Also, similar to proposed Rule 6.25.07(a), if an option leg (or legs) 
does qualify as an obvious or catastrophic error, the option leg (or 
legs) will be adjusted in accordance with paragraph (c)(4)(A) or 
(d)(3), respectively, regardless of whether one of the parties is a 
Customer. Again, as with proposed Rule 6.25.07(a), where at least one 
party to a complex order transaction is a Customer, the Exchange will 
nullify the option leg and attempt to nullify the stock leg if 
adjustment would result in an execution price higher (for buy 
transactions) or lower (for sell transactions) than the Customer's 
limit price on the complex order or individual leg(s).
    Finally, the Exchange proposes to provide guidance that whenever 
the stock trading venue nullifies the stock leg of a stock-option 
order, the option will be nullified upon request of one of the parties 
to the transaction or by an Official acting on their own motion in 
accordance with paragraph (c)(3). The Exchange states that there are 
situations in which buyer and seller agree to trade a stock-option 
order, but the stock leg cannot be executed. Thus, the Exchange 
proposes to provide that whenever the stock portion of a stock-option 
order cannot be executed, the Exchange will nullify the option leg upon 
request of one of the parties to the transaction or on an Official's 
own motion.

Written request 1 - In the rule excerpt, what will the Exchange do whenever the stock portion of a stock-option order cannot be executed?

(Entries for pointing and labeling)

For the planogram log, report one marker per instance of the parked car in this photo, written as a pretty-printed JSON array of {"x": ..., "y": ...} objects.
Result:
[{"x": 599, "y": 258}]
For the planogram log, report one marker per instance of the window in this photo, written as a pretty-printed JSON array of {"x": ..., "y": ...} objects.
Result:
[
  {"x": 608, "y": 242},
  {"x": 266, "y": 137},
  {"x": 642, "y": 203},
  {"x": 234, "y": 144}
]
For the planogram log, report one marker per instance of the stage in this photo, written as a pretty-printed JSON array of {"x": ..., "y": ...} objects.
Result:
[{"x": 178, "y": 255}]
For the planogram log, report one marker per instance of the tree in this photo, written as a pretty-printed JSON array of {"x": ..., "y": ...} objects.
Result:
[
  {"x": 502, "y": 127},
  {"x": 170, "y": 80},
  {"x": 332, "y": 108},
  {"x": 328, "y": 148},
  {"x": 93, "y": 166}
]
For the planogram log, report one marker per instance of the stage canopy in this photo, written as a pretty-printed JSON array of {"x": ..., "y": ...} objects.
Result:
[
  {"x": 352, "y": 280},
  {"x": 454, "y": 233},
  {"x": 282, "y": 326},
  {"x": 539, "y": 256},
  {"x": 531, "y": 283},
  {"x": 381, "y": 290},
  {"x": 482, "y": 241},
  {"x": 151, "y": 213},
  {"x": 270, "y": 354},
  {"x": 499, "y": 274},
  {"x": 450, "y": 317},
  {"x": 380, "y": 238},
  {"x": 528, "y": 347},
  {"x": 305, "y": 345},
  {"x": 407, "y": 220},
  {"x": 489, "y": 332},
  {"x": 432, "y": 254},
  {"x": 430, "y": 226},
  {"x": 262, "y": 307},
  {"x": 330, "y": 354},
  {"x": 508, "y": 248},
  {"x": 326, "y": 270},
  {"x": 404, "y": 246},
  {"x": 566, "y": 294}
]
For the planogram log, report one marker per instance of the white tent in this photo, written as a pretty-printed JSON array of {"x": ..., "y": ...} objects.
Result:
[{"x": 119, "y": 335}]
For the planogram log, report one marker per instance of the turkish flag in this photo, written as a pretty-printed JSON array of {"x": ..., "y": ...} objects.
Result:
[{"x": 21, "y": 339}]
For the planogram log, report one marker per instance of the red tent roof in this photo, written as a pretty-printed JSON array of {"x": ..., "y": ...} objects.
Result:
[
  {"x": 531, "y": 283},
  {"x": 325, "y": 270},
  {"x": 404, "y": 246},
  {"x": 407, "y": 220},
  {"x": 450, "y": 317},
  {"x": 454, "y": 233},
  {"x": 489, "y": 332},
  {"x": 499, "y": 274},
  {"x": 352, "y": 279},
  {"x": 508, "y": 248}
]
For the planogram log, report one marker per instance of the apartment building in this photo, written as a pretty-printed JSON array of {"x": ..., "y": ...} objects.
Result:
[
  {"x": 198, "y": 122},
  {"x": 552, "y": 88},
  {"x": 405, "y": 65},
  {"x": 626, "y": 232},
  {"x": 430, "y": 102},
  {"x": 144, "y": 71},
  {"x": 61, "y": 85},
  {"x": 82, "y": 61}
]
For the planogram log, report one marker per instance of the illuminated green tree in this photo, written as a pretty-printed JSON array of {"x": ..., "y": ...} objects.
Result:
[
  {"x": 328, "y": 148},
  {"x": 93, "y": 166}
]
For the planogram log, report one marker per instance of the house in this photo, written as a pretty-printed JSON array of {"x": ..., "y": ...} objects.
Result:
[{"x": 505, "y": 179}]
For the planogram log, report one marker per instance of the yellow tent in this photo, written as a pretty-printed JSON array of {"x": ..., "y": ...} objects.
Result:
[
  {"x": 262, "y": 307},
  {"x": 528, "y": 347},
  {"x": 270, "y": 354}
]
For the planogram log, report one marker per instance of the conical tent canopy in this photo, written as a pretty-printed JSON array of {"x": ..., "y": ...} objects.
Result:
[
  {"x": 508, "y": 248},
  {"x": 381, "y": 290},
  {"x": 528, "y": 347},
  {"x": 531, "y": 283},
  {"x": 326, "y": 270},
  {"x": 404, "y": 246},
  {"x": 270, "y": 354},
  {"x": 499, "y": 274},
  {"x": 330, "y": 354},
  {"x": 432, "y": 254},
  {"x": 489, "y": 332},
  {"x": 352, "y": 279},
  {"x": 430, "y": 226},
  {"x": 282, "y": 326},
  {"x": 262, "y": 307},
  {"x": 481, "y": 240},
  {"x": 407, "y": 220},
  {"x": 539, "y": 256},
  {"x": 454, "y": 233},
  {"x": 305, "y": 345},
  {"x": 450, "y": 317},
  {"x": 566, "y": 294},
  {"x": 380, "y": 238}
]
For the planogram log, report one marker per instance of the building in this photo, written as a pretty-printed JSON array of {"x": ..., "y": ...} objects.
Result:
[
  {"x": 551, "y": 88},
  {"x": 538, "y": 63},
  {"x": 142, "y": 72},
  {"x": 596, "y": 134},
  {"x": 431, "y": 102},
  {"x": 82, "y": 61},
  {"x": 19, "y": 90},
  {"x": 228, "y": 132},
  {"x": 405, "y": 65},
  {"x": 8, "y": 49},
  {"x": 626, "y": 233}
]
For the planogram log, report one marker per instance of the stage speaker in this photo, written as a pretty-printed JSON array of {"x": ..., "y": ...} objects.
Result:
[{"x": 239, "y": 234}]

...

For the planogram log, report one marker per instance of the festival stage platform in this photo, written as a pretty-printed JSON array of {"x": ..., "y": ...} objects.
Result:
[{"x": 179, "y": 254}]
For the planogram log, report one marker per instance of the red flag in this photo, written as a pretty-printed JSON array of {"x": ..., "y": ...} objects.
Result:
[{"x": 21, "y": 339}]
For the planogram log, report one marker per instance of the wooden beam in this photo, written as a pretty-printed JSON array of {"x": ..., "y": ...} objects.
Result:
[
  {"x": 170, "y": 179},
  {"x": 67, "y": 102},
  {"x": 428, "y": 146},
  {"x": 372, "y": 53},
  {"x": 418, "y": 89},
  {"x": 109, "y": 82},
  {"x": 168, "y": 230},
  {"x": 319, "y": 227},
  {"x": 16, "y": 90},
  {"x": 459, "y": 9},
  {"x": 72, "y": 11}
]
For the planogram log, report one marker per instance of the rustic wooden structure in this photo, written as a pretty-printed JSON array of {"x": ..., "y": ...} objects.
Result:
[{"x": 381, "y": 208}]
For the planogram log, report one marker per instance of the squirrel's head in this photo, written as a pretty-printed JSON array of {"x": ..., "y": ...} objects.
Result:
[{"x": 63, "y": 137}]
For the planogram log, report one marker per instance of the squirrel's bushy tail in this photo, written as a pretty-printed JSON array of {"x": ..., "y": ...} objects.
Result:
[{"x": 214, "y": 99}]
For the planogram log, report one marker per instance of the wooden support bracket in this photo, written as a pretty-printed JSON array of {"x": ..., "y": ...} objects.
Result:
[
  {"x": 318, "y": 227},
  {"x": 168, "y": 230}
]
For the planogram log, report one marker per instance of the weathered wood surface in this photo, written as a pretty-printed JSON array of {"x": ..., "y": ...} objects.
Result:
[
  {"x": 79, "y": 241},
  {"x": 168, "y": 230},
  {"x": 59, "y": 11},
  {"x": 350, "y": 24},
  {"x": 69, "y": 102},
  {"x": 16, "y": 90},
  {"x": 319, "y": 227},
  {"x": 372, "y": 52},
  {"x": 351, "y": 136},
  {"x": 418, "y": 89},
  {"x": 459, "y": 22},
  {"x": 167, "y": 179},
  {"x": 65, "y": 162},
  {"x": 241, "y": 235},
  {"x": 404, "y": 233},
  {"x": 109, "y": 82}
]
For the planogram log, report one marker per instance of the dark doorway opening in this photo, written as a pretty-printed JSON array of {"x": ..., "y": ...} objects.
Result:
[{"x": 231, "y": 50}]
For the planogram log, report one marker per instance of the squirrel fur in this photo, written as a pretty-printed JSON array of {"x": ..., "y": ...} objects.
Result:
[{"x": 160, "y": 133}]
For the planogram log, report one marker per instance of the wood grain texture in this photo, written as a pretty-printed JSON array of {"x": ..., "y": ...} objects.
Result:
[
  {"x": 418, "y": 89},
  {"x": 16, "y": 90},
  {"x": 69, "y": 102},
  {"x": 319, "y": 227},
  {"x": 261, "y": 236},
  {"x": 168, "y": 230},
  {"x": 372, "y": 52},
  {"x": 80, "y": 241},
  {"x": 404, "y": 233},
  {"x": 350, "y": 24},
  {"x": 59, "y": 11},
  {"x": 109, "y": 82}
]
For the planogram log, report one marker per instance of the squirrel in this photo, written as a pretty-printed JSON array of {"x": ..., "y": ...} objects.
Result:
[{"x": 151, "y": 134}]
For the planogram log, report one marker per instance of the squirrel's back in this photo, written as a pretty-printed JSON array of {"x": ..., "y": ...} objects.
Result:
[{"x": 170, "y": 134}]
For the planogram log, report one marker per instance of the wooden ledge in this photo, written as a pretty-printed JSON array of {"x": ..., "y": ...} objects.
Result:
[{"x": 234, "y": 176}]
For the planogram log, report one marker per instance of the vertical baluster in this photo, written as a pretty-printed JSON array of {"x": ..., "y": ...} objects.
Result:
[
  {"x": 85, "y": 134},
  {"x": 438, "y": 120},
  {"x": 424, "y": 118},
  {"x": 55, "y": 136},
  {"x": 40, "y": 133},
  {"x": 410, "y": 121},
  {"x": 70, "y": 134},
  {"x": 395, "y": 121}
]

==

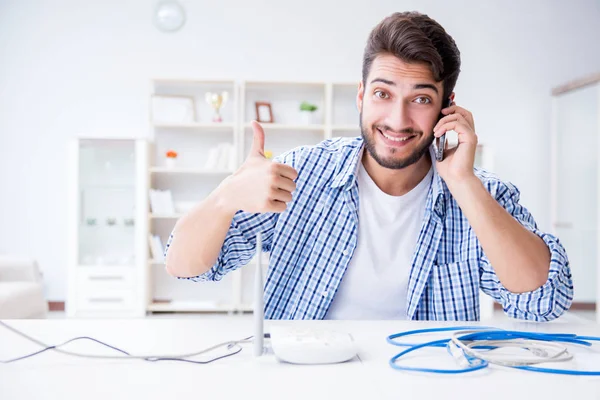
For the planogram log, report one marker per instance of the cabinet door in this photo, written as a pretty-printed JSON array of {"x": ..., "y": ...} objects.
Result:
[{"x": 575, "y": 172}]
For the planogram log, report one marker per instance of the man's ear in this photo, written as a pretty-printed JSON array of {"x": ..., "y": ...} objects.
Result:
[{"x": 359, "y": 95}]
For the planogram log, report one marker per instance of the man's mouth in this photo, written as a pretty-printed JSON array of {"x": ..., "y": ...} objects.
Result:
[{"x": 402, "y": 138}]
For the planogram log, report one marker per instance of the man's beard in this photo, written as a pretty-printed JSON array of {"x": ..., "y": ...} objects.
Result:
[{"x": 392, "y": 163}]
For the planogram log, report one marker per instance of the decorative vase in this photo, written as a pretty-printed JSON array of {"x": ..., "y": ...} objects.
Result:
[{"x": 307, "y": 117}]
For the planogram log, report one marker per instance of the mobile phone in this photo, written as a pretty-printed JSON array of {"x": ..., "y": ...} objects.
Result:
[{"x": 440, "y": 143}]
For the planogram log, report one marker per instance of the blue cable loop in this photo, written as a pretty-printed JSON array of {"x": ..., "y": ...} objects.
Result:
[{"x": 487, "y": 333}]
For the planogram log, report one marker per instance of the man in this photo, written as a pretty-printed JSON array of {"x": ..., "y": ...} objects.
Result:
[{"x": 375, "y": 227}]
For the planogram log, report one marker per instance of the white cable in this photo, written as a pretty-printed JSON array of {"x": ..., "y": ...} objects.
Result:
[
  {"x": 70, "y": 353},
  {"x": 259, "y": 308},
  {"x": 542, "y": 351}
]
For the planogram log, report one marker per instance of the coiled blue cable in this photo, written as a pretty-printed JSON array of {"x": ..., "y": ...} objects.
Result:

Written request 2 - Count the lines in the records that contain the string "stage", and give only the number.

Full response 1 - The Exchange will nullify the option leg upon request of one of the parties to the transaction or on an Official's own motion.

Full response 2 - 4